EXTRAIT FOURNI ▸

Hérode, le roi biblique qui sacrifia même sa femme et ses enfants
Ce souverain soutenu par Rome devint de plus en plus paranoïaque et meurtrier au cours de son règne.

L’Évangile de Matthieu raconte le massacre des Innocents (représenté ici), que le roi Hérode aurait ordonné après la naissance de Jésus.
Si on trouve un méchant dans l’histoire de la Nativité, c’est sûrement Hérode, le monarque qui aurait massacré des milliers de nourrissons et de bébés pour exterminer son rival, Jésus, à peine né. La tradition chrétienne se souvient de lui comme d’un tyran cruel. Mais, s’il méritait sa réputation impitoyable, il n’a peut-être pas assassiné les enfants de Bethléem.
UN ROI FORGÉ PAR ROME
Hérode le Grand exerça son pouvoir en tant que souverain de Judée de 37 à 4 av. J.-C. Il vécut une vie marquée par les manœuvres politiques et par une lutte sans fin pour assurer son pouvoir. Hérode n’était pas de sang royal et n’avait aucune formation sacerdotale. Il était Iduméen, membre d’un groupe ethnique du Sud de la Judée, que l’on disait être les descendants d’Ésaü, patriarche de la Bible. En tant que tel, il était extérieur aux dynasties hasmonéennes qui régnèrent sur la Judée un siècle avant lui. Adam Kolman Marshak, auteur du livre The Many Faces of Herod the Great, disait que ses qualifications religieuses étaient tout aussi floues : « Son grand-père s’était converti, ainsi, beaucoup le considéraient comme n’étant pas entièrement juif. Ce fut un tour de force politique qu’un courtisan Iduméen devienne roi de la Judée, et cela demanda une chance insolente et un soutien de la part de Rome. »

À FAIRE ▸
(1) Selon le texte sur Hérode, de quelle année à quelle année a-t-il régné sur la Judée ?
(2) Poursuivez le texte sur Hérode à partir de sa dernière phrase.

Entrées de données enregistrées:
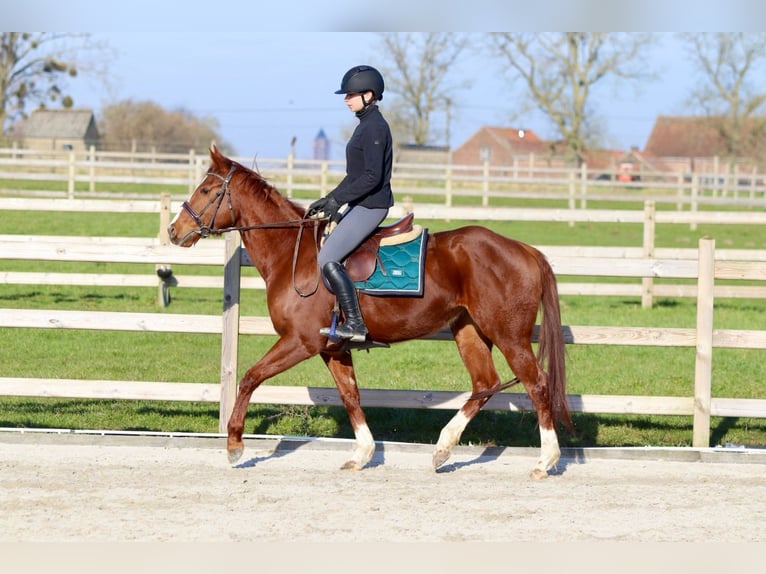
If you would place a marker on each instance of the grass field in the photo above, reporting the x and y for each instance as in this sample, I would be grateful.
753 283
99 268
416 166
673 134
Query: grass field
427 365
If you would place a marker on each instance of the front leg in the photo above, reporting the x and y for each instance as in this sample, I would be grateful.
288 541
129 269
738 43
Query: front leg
341 368
284 354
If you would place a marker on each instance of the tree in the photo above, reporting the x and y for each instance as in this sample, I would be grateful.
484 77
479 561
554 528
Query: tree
35 67
730 64
561 70
418 74
147 126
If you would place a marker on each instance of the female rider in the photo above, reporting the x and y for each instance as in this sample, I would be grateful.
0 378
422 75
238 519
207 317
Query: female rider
366 189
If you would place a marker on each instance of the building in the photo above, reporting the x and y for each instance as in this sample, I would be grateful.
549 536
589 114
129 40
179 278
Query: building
321 146
499 147
60 130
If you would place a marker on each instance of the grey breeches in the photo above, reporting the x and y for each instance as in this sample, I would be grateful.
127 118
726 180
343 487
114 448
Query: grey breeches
357 224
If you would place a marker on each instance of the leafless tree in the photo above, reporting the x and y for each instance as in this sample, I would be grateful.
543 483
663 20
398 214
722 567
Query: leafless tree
560 71
146 125
36 66
731 90
416 70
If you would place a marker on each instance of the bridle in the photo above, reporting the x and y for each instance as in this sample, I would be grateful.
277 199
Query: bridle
207 229
214 204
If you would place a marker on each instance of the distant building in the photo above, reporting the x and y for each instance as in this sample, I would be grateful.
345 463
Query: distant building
499 146
60 130
321 146
423 154
691 143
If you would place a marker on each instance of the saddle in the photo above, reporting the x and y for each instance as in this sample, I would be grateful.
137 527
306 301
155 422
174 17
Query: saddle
361 264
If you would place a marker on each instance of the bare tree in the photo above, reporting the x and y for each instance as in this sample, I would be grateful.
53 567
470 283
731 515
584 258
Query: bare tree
418 74
35 68
561 70
146 125
730 65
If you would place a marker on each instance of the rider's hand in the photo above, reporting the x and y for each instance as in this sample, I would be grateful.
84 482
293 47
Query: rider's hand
327 205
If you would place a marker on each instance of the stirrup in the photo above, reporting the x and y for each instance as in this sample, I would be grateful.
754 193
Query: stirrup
344 332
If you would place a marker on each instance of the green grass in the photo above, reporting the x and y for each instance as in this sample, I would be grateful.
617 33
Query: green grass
425 365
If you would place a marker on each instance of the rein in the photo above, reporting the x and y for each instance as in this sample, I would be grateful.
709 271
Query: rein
207 229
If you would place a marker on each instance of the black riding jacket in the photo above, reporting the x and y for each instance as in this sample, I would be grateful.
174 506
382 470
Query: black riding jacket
369 159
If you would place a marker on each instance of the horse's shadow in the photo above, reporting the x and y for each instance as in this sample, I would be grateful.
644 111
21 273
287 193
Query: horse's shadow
283 448
493 453
286 447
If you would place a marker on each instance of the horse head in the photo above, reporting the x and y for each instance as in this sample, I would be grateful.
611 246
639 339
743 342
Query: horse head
209 209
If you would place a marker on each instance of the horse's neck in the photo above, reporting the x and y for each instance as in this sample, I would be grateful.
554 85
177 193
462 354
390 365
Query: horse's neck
271 249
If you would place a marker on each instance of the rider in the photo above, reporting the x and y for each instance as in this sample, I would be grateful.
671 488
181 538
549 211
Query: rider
366 189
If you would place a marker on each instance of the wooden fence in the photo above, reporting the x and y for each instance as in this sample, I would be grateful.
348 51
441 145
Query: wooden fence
86 173
705 268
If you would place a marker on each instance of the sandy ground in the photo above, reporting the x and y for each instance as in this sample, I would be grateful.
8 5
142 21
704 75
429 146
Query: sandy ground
92 488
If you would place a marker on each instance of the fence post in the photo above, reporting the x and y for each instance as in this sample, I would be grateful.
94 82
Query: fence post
704 357
230 328
647 283
71 176
290 167
694 198
323 179
572 200
164 271
92 168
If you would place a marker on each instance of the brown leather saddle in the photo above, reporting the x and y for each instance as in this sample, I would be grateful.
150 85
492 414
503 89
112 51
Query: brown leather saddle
360 265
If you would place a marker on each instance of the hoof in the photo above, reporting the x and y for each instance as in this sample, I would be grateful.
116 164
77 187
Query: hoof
440 457
350 465
235 454
538 474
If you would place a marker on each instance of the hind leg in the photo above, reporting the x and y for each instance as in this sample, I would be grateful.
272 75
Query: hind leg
476 352
525 366
341 367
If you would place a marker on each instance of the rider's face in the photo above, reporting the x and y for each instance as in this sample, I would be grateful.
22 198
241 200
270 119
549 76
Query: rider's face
354 100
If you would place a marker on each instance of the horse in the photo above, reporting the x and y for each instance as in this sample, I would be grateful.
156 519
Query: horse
485 287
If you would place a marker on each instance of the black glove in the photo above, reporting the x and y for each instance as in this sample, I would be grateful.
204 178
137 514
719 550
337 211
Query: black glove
327 205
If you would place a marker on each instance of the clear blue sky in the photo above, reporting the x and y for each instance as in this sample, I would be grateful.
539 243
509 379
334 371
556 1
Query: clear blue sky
267 71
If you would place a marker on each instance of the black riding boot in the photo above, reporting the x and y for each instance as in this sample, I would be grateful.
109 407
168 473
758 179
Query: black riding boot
353 327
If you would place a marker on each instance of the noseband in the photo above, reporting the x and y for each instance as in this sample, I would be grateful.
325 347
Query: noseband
207 229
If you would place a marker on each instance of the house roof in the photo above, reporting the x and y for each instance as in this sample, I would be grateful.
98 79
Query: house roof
694 136
59 123
516 140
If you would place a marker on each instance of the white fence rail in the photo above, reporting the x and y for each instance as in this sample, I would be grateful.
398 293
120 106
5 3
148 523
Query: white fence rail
705 269
97 171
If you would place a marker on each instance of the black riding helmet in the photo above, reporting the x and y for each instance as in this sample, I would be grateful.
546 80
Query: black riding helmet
362 79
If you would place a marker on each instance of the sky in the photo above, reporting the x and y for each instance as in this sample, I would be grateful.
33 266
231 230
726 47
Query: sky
267 71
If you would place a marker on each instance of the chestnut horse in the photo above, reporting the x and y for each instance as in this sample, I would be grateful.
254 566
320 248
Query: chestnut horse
485 287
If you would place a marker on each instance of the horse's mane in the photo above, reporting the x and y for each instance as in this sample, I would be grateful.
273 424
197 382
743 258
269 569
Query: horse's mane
259 187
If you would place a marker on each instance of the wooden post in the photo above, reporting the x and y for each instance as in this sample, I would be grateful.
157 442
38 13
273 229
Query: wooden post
164 271
704 358
572 200
230 328
694 198
647 283
71 176
290 168
323 179
92 168
448 181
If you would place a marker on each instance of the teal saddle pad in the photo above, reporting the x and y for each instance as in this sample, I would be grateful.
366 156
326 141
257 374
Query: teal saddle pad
400 269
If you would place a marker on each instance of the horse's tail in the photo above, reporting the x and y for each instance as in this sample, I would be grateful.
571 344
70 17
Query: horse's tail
551 347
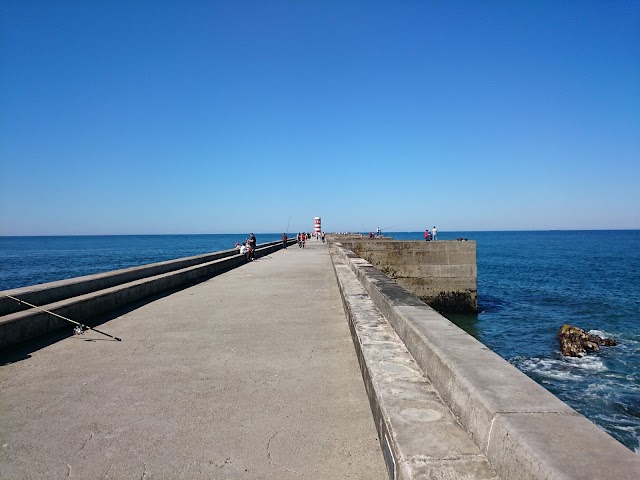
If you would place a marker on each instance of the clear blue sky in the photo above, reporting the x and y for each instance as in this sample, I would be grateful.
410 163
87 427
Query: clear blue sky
156 116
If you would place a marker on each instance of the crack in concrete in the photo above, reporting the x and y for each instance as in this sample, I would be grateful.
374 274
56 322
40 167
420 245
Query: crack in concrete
269 446
271 462
108 470
84 444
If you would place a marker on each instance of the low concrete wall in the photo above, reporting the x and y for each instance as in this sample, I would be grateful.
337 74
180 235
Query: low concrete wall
524 431
443 273
24 325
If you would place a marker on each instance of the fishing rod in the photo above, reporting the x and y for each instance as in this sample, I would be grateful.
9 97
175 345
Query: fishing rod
79 326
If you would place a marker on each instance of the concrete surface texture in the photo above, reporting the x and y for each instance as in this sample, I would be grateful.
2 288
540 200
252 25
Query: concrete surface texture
423 437
251 374
522 429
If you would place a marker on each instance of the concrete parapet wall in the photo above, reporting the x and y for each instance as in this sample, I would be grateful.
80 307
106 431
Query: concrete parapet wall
443 273
111 292
51 292
523 430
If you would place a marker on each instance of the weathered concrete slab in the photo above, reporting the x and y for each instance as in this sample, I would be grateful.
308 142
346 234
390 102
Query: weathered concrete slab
424 438
251 374
524 431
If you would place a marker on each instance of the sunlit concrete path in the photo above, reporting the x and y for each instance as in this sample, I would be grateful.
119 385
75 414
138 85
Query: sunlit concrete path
251 374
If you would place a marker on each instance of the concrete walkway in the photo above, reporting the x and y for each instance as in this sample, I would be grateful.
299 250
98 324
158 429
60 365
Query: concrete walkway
249 375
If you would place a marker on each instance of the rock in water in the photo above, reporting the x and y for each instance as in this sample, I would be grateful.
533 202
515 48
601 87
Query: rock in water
575 342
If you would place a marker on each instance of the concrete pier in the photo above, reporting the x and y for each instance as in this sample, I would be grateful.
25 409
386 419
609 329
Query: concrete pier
251 374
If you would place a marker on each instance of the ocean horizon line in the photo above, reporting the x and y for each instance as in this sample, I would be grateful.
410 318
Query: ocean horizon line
440 231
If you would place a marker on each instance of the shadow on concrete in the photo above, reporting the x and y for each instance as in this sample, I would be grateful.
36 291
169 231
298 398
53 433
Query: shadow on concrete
23 351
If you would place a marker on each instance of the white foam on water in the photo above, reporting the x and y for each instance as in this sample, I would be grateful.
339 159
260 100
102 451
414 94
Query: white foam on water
588 362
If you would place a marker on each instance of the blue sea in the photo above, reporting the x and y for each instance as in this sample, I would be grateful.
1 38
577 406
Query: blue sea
529 284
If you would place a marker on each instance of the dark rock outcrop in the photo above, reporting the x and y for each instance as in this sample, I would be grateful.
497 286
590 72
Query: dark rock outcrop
575 342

RÉPONSES DE L'EXERCICE ▸
(1) De 37 à 4 av. J.-C.

(2)
Il comblait toutefois les lacunes de son pedigree par son instinct politique. Grâce à son père, Antipater, il courtisa le soutien de Rome au cours des guerres civiles qui déchirèrent la Méditerranée orientale.
En 40 av. J.-C., les armées de l’empire parthe menaçaient les territoires romains, conduisant le Sénat à prendre un pari risqué. Marc Antoine, vite rejoint par Octave, convainquit ses collègues de nommer Hérode « roi des Juifs ». En réalité, Hérode devait encore mériter sa couronne : il y avait déjà un roi des Juifs. Ainsi, au cours des trois années qui suivirent, Hérode mena une campagne brutale contre Antigone, dernier roi des Hasmonéens à descendre de la lignée royale. En 37 av. J.-C., soutenu par les légions de Rome, Hérode s’empara de Jérusalem.
RÉGNER SUR UN ROYAUME EN ÉBULLITION
Le règne d’Hérode fut un exercice de funambule. Rome exigeait la stabilité et les différentes circonscriptions judéennes désiraient une légitimité ancrée dans les traditions locales. À cause de ses origines iduméennes et de sa proximité avec l’empereur Auguste, Hérode était considéré comme le larbin de Rome. Pour gérer ses opposants, il bâtit un réseau d’espionnage sophistiqué et entreprit des interventions décisives, souvent violentes, à l’encontre de menaces, réelles ou imaginaires.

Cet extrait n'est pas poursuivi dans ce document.